> **STATED GOAL**: Gather each line of the listing that contains the string "polygon". Case matters.

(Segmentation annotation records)

━━━━━━━━━━━━━━━━

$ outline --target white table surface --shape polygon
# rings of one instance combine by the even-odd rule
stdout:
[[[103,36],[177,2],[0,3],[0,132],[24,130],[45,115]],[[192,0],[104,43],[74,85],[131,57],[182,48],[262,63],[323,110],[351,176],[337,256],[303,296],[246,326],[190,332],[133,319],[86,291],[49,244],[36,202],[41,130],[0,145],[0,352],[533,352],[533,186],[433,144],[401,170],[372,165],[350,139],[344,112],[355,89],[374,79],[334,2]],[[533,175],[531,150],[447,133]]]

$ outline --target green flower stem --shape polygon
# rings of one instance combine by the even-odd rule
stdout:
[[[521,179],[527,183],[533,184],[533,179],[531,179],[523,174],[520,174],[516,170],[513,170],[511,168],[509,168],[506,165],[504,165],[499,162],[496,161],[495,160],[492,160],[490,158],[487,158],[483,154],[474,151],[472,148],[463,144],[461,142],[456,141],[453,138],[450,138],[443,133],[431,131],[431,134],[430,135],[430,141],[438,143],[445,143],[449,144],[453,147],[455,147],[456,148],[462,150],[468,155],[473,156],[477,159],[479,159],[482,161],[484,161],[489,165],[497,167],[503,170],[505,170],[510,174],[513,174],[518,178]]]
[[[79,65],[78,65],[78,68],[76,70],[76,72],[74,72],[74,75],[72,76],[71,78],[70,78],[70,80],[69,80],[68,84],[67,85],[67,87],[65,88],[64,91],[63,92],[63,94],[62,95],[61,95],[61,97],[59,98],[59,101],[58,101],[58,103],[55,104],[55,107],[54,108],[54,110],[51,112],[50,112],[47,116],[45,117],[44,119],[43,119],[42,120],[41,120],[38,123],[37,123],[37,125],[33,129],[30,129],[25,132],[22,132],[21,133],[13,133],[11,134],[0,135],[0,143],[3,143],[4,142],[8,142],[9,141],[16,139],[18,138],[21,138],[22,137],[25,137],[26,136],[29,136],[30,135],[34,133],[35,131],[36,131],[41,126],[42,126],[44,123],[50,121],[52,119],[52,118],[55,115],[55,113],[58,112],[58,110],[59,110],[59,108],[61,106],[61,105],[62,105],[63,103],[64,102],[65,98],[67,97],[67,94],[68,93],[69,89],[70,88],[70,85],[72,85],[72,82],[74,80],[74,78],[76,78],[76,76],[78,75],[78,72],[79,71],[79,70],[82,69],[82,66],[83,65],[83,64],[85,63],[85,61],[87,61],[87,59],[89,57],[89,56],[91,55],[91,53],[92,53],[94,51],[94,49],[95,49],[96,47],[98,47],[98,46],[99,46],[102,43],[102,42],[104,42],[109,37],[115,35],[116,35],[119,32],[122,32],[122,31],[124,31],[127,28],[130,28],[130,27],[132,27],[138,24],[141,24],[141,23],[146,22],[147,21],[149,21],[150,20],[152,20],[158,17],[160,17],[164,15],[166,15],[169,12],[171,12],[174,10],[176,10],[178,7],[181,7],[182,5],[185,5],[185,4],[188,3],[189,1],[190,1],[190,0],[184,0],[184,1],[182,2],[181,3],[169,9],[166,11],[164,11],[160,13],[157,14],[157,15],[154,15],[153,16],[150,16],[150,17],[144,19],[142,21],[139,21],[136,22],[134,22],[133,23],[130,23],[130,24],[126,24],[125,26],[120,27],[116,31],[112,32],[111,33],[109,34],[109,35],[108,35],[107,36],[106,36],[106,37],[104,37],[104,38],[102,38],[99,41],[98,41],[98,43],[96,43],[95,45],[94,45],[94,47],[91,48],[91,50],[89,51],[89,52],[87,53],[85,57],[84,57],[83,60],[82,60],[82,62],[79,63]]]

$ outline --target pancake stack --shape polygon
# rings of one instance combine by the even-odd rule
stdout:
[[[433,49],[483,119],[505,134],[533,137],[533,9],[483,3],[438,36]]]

━━━━━━━━━━━━━━━━

> **ANSWER TO THE TASK**:
$ outline --target white table surface --shape polygon
$ outline --target green flower stem --shape polygon
$ outline --target pancake stack --shape polygon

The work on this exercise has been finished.